Switch every "deepest" in the lines below to "innermost" and reproduce all of the lines with nothing else altered.

# Stored data
────────────────────

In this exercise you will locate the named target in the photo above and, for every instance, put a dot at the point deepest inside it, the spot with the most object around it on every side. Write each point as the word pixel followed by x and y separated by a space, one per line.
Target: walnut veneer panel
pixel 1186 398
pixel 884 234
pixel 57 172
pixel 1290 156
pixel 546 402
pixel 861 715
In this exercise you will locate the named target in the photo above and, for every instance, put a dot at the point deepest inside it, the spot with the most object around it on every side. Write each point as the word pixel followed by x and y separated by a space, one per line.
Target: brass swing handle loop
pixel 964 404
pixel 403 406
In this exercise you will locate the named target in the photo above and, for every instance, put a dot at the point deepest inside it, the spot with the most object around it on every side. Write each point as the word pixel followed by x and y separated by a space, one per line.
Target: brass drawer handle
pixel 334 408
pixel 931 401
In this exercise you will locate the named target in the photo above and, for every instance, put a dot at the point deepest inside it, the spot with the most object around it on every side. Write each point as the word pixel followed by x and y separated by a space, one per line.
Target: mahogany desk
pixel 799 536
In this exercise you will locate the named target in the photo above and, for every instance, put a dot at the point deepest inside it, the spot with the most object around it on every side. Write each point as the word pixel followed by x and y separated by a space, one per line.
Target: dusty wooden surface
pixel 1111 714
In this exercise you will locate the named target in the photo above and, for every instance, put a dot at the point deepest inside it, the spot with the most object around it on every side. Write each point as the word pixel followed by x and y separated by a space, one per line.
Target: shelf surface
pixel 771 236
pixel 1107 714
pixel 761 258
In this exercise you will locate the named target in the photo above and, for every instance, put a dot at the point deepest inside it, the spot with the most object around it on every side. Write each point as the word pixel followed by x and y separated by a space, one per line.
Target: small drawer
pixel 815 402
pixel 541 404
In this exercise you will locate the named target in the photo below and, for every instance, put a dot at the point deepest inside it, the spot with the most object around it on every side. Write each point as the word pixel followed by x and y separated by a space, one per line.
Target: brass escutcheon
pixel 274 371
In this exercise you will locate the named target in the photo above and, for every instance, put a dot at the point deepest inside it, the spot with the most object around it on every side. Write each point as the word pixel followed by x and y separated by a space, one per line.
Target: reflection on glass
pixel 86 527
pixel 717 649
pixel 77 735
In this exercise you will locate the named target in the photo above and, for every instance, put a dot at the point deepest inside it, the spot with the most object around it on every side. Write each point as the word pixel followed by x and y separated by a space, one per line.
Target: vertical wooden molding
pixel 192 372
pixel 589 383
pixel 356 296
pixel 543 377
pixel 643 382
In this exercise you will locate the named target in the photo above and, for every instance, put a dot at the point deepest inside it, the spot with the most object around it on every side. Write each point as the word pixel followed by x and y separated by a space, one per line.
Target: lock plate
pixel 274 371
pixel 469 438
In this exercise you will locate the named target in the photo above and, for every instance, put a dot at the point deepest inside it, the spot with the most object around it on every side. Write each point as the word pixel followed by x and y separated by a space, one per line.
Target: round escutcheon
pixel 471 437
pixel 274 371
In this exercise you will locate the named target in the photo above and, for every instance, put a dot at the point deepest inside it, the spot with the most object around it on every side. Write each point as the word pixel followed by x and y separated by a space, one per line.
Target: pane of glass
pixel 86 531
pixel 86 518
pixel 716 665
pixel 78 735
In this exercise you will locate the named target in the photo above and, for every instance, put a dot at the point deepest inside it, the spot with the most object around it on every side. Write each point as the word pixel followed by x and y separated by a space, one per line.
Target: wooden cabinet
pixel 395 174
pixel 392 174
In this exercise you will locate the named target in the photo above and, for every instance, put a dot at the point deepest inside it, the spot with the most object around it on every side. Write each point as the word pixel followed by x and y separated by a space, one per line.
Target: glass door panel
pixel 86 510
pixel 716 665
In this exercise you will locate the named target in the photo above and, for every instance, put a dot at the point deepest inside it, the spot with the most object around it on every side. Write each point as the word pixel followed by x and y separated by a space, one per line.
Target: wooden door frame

────────────────────

# Solution to the problem
In this exercise you will locate the named target in the photo above and, for every instance, put a dot at the point innermost inside it, the spot with the most object around it on every side. Write each point as the word pixel followed by x and y separated by a space, one per line.
Target: walnut veneer panel
pixel 1186 398
pixel 884 234
pixel 57 172
pixel 1290 156
pixel 546 402
pixel 861 715
In this exercise you will locate the named target in the photo above and, for every instance, put a dot at the point innermost inside it, the spot with the most object around it on every side. Write each point as the word pixel followed by x and y separated by a space, one per line.
Target: brass swing handle loop
pixel 964 404
pixel 403 406
In this exercise you will locate the named target in the photo above and, for every instance, put a dot at the point innermost inside it, the spot with the most object around it on every side. Write each point as the word pixel followed by x and y separated by a space, one per line.
Target: brass drawer handle
pixel 334 408
pixel 931 401
In this exercise you will locate the named target in the photo above and, for every instance, put a dot at the point innermost inside it, the spot with the most object around it on every side. Write each point as the word pixel followed by x and y separated by a space, one per line.
Target: mahogany desk
pixel 799 536
In this exercise you will locate the named target in the photo above and, for every instance, put a dot at the point innermost inside it, the spot with the most object around it on every side. Write each point as the word pixel followed by x and y separated by a space, one per line.
Target: dusty wooden surface
pixel 1111 714
In this exercise you will locate the named target in the photo above and, for every instance, put a dot at the point innermost inside it, the spot with the most object around it on every side. Write each point as the word pixel followed by x and y separated by a space, one per line.
Target: shelf surface
pixel 771 236
pixel 1107 714
pixel 761 258
In this exercise you will locate the named target in the photo above and, for every instance, put a dot at the point innermost inside it, the spot with the most object around it on every side. Write each point as the word pixel followed by x and y separated by a space, one per line.
Target: small drawer
pixel 815 402
pixel 541 404
In this exercise you will locate the named target in the photo below and, for every instance, put a dot at the point innermost inside it, the spot with the most object around it on every side. Write each point as the word pixel followed by x and y separated by a space, one per line.
Target: brass escutcheon
pixel 274 371
In this exercise you will locate the named target in the photo above and, for every instance, put a dot at the point innermost inside it, the spot with the most object around it on every side. Write each point as the word pixel followed by x and y separated by a space, one per line.
Target: reflection on glass
pixel 86 527
pixel 717 649
pixel 77 735
In this exercise you will locate the named target in the photo above and, for every instance, put a dot at the point innermost inside it, the spot with the most object around it on every side. Write each point as the word pixel followed by x and y separated by a space, one per line.
Target: vertical wooden molding
pixel 192 372
pixel 589 383
pixel 356 296
pixel 543 377
pixel 643 382
In this exercise you will locate the named target in the photo above and, for every instance, put a dot at the point innermost inside it, the spot with the most object around it on every side. Write each point as the word pixel followed by x and y separated by a space, one per line.
Target: lock plate
pixel 274 371
pixel 469 438
In this exercise you will locate the named target in the photo above and, for every instance, put a dot at the point innermost inside it, the spot with the most object around it on every side. Write each point as the word pixel followed by x and y separated by a space, one per line.
Target: round escutcheon
pixel 471 437
pixel 274 371
In this exercise you will locate the named target in the photo above and, for every instance, put a dot at the point innermost inside it, the spot with the most object around it on every side. Write each point as the word pixel followed by x and y separated by a space, one per line.
Target: pane of glass
pixel 86 531
pixel 86 518
pixel 716 665
pixel 78 735
In this exercise you will locate the named target in the photo above and, for every instance, put a dot at the point innermost inside it, the spot with the most object around it on every side. Write each point as the word pixel followed by x and y separated by a space, one per line.
Target: wooden cabinet
pixel 395 174
pixel 392 174
In this exercise you will locate the named target in the photo above and, for every instance, put a dot at the point innermost inside it, the spot with the most object around it on every side. Write each point as the word pixel followed by x and y separated by a space, one per line.
Target: glass door panel
pixel 86 510
pixel 716 665
In this exercise you will locate the named target in the photo above and, for every instance, put a dot at the point innermost inside it, the spot with the most object around it on every side. Write each point as the word pixel followed by x and y separated by a space, one per line.
Target: wooden door frame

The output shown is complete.